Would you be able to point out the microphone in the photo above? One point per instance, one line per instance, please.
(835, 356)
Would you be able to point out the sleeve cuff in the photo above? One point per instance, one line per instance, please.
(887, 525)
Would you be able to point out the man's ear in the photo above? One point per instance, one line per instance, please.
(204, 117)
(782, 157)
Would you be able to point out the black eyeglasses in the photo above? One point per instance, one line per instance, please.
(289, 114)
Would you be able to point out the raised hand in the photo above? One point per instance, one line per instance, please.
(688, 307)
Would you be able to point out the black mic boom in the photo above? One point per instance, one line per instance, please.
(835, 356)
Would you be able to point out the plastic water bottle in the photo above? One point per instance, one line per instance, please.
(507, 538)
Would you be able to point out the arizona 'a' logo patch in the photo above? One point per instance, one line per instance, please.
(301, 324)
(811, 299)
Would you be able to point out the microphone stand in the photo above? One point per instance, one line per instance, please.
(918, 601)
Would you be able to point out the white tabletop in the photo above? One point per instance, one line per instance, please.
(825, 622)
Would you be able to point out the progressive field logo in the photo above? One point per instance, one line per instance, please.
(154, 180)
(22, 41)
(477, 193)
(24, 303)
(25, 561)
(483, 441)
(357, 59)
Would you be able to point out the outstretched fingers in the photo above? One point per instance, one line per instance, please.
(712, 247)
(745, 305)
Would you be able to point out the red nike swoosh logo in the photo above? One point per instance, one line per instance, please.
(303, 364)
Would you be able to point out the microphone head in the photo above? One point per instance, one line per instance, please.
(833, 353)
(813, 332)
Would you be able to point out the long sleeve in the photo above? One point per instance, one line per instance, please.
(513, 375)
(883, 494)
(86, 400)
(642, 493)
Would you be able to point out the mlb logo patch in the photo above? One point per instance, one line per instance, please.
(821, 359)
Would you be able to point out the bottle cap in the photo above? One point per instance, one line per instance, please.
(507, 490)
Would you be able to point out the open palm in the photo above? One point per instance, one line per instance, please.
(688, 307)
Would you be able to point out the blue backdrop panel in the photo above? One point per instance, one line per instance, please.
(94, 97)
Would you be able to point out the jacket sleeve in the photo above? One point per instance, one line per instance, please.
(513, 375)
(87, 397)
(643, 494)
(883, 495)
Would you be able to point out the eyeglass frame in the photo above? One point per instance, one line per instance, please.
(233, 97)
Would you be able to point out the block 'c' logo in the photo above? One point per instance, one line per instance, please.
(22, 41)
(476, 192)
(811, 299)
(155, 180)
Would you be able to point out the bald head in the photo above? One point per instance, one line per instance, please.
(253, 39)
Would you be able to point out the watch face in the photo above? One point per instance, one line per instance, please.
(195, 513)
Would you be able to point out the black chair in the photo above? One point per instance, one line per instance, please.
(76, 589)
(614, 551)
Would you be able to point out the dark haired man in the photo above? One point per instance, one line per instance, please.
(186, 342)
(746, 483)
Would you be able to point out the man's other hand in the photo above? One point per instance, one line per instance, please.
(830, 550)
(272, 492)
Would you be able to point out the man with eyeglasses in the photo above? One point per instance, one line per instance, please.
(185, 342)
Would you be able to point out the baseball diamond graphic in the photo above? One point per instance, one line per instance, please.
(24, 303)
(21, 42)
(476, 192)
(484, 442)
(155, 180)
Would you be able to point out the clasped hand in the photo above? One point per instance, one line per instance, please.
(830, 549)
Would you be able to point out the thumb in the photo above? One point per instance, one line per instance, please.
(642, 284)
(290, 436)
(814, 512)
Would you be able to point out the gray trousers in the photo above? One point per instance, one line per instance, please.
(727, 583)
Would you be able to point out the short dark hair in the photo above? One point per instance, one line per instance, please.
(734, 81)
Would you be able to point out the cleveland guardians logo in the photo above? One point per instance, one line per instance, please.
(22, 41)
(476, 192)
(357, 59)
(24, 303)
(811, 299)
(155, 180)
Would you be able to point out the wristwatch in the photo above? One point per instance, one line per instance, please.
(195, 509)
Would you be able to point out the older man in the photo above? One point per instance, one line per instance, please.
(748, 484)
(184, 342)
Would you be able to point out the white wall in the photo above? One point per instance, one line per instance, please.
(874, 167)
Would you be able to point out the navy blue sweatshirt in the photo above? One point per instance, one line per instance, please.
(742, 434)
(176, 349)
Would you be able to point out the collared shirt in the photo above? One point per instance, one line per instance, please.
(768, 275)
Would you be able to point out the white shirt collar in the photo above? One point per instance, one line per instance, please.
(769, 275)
******************************
> [Exercise goal] Return every line from the one holding "Would you be able to point out the baseball" through the end of the data, exactly as it appears, with both ends kept and nothing else.

> [Result of this exercise]
Would you be able to point out the baseball diamond graphic in the photo above? One point per instance, one line per instance, please.
(24, 303)
(21, 42)
(476, 192)
(484, 442)
(155, 180)
Would you be able to point out the clasped hand in the photo above? One point per instance, one line per instance, please.
(830, 549)
Would you be able to point out the thumb in the photo above? One point per instance, one line per instance, please.
(642, 284)
(290, 436)
(814, 512)
Would you be able to point out the gray trousers in the photo above? One point per instance, one line per instance, please.
(727, 583)
Would you be able to point out the short dark hair in the photo above? One point per instance, one line per instance, please.
(734, 81)
Would you be able to point out the cleveland guardians logo in the photo above? One point per instance, one line per instance, please.
(22, 41)
(476, 192)
(357, 59)
(24, 303)
(811, 299)
(155, 180)
Would you be able to point out the wristwatch in the photo above? One point per instance, one line per instance, please.
(195, 509)
Would you be able to point out the older man in the photo above? One point per instance, one line per instance, please.
(748, 484)
(184, 342)
Would you be able to point out the white wall in the photo above? One point per instance, one line per instance, please.
(874, 167)
Would you be able to point out the navy blue sweatshirt in the photo above? One point per instance, one line per instance, please.
(742, 434)
(176, 349)
Would you be able to point out the collared shirt in the photo above? One point per instance, one line per instance, please.
(768, 275)
Would you be able to point out the white shirt collar in the photo above? One point per instance, one line per instance, please.
(769, 275)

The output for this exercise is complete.